EXERCISE
Please reproduce the entries below word for word, starting at the line that contains "outline blue sky, every instance" and stopping after the final line of the entries.

===== RECORDS FOR THIS EXERCISE

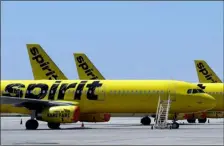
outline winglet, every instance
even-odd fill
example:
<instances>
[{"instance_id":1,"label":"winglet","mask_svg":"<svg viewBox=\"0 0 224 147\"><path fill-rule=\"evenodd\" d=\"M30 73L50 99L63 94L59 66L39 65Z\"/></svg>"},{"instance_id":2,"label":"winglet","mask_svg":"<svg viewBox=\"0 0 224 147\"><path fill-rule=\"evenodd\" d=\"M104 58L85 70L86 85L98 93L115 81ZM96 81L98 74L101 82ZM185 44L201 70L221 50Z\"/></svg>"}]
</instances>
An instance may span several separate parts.
<instances>
[{"instance_id":1,"label":"winglet","mask_svg":"<svg viewBox=\"0 0 224 147\"><path fill-rule=\"evenodd\" d=\"M35 80L67 80L64 73L39 44L27 44L26 46Z\"/></svg>"},{"instance_id":2,"label":"winglet","mask_svg":"<svg viewBox=\"0 0 224 147\"><path fill-rule=\"evenodd\" d=\"M74 53L73 55L79 79L81 80L105 79L84 53Z\"/></svg>"}]
</instances>

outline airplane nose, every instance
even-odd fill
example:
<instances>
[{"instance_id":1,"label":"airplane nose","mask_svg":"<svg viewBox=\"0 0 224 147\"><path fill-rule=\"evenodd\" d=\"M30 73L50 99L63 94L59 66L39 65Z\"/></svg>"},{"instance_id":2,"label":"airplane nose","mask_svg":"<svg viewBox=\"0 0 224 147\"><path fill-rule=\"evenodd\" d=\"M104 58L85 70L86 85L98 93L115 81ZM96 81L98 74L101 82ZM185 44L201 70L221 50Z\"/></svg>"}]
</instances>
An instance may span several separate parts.
<instances>
[{"instance_id":1,"label":"airplane nose","mask_svg":"<svg viewBox=\"0 0 224 147\"><path fill-rule=\"evenodd\" d=\"M202 98L197 101L198 104L201 104L201 107L205 110L211 110L216 106L216 99L206 93L202 94Z\"/></svg>"}]
</instances>

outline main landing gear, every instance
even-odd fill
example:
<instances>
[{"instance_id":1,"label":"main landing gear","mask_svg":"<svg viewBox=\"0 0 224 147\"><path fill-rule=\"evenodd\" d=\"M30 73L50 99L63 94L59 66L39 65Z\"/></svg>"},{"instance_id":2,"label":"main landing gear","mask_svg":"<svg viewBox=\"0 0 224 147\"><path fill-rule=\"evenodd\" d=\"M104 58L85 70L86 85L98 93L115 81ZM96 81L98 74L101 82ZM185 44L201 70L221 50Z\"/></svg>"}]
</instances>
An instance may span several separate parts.
<instances>
[{"instance_id":1,"label":"main landing gear","mask_svg":"<svg viewBox=\"0 0 224 147\"><path fill-rule=\"evenodd\" d=\"M204 118L204 119L198 119L198 123L206 123L207 121L207 118Z\"/></svg>"},{"instance_id":2,"label":"main landing gear","mask_svg":"<svg viewBox=\"0 0 224 147\"><path fill-rule=\"evenodd\" d=\"M151 124L151 119L148 116L145 116L141 119L141 124L144 126L148 126Z\"/></svg>"},{"instance_id":3,"label":"main landing gear","mask_svg":"<svg viewBox=\"0 0 224 147\"><path fill-rule=\"evenodd\" d=\"M172 129L179 129L179 123L173 122L171 127L172 127Z\"/></svg>"},{"instance_id":4,"label":"main landing gear","mask_svg":"<svg viewBox=\"0 0 224 147\"><path fill-rule=\"evenodd\" d=\"M187 119L188 123L196 123L196 119Z\"/></svg>"}]
</instances>

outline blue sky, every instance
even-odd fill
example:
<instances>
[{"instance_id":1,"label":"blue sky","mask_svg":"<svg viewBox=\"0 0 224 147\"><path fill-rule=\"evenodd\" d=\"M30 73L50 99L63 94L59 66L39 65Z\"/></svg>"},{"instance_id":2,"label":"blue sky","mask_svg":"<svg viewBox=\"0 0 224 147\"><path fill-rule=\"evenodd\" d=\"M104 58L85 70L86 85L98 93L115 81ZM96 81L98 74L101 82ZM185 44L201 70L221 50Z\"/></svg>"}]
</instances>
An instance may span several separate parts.
<instances>
[{"instance_id":1,"label":"blue sky","mask_svg":"<svg viewBox=\"0 0 224 147\"><path fill-rule=\"evenodd\" d=\"M2 2L1 78L33 79L39 43L69 79L84 52L108 79L197 82L194 59L223 79L222 2Z\"/></svg>"}]
</instances>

==========

OUTPUT BELOW
outline blue sky, every instance
even-odd fill
example:
<instances>
[{"instance_id":1,"label":"blue sky","mask_svg":"<svg viewBox=\"0 0 224 147\"><path fill-rule=\"evenodd\" d=\"M30 73L50 99L63 94L59 66L39 65Z\"/></svg>"},{"instance_id":2,"label":"blue sky","mask_svg":"<svg viewBox=\"0 0 224 147\"><path fill-rule=\"evenodd\" d=\"M104 58L85 70L86 85L98 93L115 81ZM96 81L98 74L101 82ZM185 44L201 70L221 50Z\"/></svg>"}]
</instances>
An instance may span several separate parts.
<instances>
[{"instance_id":1,"label":"blue sky","mask_svg":"<svg viewBox=\"0 0 224 147\"><path fill-rule=\"evenodd\" d=\"M2 2L1 78L33 79L39 43L69 79L84 52L108 79L197 82L194 59L223 79L222 2Z\"/></svg>"}]
</instances>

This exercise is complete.